[Excerpted text]
BEGIN
The processed meat industry has been complaining to the government about vegan and vegetarian meat analogue products that contain no meat. This is rank hypocrisy.

In two recent columns, I’ve ranted satirical about the outrageous decision to crack down on the naming of vegan and vegetarian products that the processed meat industry says would fool customers into thinking they were buying real meat products. 

They managed to convince Billy Makhafola, the executive officer in charge of agricultural product standards at the Department of Agriculture and Stuff, that terms such as burger, sausage, nugget, patty and biltong implicitly refer to meat, and that no adjective such as vegan, vegetarian, non-meat, meat-free, non-dairy, dairy free or imitation could clear up that confusion. 

Makhafola duly issued a stern letter warning sellers of meat analogues that their supposedly misleading marketing – which has misled exactly nobody – must end, on pain of having their products confiscated. At one point, he got so mad, he threatened to ban vegan and vegetarian products altogether.

Regulatory capture

This is an excellent example of what economists call ‘regulatory capture’. Regulatory capture happens when large companies are able to influence the regulator to regulate not in the interest of consumers, but in their own interests, and especially to protect them from competition from smaller rivals. 

Even assuming no revolving doors and no corruption, regulatory capture happens because big companies and powerful industry associations are able to devote time, money and expertise to lobbying regulators, while individual consumers are not so represented, and therefore are rarely heard by the regulator.

Consumers express their views through their buying behaviour. If they did have a voice, their purchasing choices would have demonstrated that they are not at all confused, that they do want meat analogues on the shelves, that they are prepared to pay for them, and that they believe them to be healthier than real-meat alternatives. 

If consumers had a voice, they would plead for Makhafola to protect the vegan and vegetarian meat analogue market from underhanded anti-competitive behaviour by the processed meat industry.
END
[Given data]
BEGIN
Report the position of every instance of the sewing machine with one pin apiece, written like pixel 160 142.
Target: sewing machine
END
[List of tasks]
1. Reproduce the meat analogue column word for word, beginning at "The processed meat industry has" and stopping after "up that confusion.".
2. According to the meat analogue column, why does regulatory capture occur even without revolving doors or corruption? Answer in one to three sentences.

[Answers by task]
1.
The processed meat industry has been complaining to the government about vegan and vegetarian meat analogue products that contain no meat. This is rank hypocrisy.

In two recent columns, I’ve ranted satirical about the outrageous decision to crack down on the naming of vegan and vegetarian products that the processed meat industry says would fool customers into thinking they were buying real meat products. 

They managed to convince Billy Makhafola, the executive officer in charge of agricultural product standards at the Department of Agriculture and Stuff, that terms such as burger, sausage, nugget, patty and biltong implicitly refer to meat, and that no adjective such as vegan, vegetarian, non-meat, meat-free, non-dairy, dairy free or imitation could clear up that confusion.

2. Big companies and powerful industry associations can devote time, money and expertise to lobbying regulators. Individual consumers are not represented in that way, so the regulator rarely hears from them.